- **EXERCISE INSTRUCTIONS**
Exactly reproduce the lines from the line containing "Target: pointed spire" to the end of the data below, inclusive, and nothing else.

- **SOURCE RECORDS**
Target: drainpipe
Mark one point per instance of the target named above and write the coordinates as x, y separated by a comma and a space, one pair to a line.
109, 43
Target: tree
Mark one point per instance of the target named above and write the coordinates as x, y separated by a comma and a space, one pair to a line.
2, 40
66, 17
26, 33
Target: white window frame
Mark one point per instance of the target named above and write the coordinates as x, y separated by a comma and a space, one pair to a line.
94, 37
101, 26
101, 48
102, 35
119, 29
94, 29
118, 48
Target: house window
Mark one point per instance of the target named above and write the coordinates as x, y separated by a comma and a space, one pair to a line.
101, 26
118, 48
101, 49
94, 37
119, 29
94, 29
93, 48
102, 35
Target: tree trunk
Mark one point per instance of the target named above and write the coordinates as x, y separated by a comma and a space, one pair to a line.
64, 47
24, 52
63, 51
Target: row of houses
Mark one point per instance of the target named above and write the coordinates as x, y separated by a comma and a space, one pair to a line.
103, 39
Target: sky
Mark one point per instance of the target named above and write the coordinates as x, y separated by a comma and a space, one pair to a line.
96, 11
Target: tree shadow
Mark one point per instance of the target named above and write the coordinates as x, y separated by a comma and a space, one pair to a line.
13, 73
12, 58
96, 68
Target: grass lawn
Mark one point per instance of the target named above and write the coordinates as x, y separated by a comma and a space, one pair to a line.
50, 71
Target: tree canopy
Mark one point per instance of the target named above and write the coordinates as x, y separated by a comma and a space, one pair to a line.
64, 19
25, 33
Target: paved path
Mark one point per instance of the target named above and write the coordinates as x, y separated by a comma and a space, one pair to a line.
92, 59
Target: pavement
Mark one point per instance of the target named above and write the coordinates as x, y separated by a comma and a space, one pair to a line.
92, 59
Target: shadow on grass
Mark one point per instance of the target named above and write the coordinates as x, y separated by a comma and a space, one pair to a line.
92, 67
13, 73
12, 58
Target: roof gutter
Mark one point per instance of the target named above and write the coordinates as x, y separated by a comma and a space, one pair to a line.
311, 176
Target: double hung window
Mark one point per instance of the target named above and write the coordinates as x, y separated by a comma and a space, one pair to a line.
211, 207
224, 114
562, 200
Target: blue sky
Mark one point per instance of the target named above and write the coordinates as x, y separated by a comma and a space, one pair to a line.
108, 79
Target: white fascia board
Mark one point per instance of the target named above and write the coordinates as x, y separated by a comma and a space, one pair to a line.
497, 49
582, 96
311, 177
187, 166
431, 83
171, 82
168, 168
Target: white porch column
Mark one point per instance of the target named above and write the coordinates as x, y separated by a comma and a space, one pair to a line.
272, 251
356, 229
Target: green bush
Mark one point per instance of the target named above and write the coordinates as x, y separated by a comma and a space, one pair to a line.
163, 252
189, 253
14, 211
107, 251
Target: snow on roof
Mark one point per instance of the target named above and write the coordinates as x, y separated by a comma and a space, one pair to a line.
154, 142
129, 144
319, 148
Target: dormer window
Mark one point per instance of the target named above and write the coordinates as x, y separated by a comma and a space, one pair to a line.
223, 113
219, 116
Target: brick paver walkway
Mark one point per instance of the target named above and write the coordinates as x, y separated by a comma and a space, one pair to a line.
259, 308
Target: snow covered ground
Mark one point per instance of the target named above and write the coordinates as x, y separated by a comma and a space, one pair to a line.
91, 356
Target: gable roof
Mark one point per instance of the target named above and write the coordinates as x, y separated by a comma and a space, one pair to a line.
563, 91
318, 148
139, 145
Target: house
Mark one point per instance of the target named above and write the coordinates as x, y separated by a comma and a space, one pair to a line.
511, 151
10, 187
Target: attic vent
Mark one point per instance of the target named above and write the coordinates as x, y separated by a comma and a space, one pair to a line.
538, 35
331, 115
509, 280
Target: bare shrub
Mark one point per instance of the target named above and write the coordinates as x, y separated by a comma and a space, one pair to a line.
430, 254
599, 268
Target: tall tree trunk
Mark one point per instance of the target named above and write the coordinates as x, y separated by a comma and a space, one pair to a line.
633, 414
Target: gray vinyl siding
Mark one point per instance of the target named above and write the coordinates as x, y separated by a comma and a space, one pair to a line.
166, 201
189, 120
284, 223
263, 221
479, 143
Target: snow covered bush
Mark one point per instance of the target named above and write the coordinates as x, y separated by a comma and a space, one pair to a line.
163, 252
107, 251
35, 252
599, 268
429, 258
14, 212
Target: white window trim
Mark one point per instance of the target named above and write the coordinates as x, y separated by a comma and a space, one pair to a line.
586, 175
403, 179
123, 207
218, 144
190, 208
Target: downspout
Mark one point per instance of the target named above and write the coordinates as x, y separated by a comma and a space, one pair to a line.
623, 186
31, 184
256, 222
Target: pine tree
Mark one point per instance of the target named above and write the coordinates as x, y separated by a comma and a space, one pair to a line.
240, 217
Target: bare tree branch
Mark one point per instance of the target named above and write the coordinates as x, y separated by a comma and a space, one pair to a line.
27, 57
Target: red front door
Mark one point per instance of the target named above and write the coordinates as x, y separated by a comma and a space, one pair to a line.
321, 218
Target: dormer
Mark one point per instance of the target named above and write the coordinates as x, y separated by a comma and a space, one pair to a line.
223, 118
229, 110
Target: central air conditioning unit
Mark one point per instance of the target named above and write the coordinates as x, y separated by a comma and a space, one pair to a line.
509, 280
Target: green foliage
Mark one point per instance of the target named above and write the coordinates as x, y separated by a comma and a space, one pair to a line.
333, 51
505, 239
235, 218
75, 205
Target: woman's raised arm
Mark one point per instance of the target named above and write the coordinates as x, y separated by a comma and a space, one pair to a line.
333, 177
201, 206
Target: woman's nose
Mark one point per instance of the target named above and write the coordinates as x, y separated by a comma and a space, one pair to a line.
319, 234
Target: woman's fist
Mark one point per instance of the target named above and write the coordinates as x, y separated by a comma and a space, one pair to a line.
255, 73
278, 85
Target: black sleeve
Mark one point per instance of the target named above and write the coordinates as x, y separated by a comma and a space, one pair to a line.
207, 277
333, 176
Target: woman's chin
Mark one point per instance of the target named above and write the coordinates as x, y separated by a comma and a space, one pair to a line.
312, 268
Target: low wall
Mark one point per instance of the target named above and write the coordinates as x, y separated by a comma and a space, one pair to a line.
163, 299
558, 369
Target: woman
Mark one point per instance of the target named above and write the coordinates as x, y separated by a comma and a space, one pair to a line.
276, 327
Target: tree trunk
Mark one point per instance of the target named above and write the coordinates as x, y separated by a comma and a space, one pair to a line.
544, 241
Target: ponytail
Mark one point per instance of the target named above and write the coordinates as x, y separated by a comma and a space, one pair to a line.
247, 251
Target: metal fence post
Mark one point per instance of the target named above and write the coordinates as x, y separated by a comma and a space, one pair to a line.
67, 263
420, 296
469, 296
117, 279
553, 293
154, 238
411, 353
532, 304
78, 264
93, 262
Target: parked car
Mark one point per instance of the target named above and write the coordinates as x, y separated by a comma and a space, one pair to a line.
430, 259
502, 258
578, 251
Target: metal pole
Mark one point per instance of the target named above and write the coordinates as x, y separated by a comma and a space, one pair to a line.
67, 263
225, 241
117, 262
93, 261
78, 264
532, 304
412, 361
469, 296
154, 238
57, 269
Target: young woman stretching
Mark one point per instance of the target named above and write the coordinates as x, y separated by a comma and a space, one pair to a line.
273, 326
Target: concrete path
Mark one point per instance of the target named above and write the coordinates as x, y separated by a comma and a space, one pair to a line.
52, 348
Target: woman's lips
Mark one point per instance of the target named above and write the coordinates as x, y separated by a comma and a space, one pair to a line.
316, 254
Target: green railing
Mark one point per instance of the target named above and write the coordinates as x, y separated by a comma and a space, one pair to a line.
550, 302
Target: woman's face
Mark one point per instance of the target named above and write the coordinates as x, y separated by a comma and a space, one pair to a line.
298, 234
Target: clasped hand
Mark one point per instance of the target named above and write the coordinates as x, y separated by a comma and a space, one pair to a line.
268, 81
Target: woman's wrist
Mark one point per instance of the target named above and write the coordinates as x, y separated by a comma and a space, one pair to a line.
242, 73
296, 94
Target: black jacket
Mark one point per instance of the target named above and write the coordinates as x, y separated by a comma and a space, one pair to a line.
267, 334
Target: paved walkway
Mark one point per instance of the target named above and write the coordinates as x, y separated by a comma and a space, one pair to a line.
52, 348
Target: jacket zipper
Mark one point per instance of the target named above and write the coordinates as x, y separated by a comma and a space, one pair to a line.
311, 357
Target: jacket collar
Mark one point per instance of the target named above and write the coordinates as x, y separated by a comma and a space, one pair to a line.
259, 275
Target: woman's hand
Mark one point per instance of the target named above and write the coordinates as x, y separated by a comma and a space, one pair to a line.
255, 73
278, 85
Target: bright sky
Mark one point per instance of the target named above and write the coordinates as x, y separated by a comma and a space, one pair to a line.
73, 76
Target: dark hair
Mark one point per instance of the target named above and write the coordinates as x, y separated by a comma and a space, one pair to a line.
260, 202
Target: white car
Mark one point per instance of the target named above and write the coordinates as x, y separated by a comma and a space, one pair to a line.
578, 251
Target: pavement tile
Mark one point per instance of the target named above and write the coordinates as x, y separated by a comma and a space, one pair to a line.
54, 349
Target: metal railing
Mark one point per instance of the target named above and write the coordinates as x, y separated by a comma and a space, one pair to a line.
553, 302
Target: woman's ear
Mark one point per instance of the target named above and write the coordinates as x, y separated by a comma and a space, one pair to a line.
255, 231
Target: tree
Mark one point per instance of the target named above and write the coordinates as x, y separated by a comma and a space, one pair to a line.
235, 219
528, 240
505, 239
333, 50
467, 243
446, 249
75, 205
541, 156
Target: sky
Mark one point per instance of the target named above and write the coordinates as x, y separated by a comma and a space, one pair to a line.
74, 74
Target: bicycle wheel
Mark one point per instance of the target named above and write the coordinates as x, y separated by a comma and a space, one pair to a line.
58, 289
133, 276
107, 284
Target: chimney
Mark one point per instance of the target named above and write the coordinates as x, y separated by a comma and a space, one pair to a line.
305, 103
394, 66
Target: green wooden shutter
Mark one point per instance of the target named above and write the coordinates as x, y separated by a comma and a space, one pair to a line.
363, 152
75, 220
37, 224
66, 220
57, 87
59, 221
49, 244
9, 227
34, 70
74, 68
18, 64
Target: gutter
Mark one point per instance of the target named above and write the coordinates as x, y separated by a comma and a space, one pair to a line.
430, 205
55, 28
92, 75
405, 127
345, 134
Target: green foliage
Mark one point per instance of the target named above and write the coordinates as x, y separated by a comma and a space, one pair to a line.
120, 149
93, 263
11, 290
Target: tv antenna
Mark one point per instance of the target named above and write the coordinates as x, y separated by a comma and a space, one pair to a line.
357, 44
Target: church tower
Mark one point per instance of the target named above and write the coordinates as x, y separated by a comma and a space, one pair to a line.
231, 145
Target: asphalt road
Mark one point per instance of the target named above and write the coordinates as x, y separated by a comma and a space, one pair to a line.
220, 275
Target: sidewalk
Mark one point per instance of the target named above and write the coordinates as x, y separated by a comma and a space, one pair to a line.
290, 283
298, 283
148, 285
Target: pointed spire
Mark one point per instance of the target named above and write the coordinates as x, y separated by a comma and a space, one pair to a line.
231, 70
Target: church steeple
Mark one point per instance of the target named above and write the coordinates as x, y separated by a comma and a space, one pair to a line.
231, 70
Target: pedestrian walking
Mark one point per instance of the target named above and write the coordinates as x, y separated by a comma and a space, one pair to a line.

- **SOLVED PROBLEM**
Target: pointed spire
Mark one point per instance of the target named above and write the coordinates as x, y separated by a comma and a space, one pair to a line.
231, 70
Target: church steeple
Mark one point per instance of the target named above and write the coordinates as x, y separated by a comma and a space, one pair to a line.
231, 70
Target: pedestrian walking
Mark one point per instance of the target named above and write the coordinates as x, y separated by a comma and a space, one pair to a line.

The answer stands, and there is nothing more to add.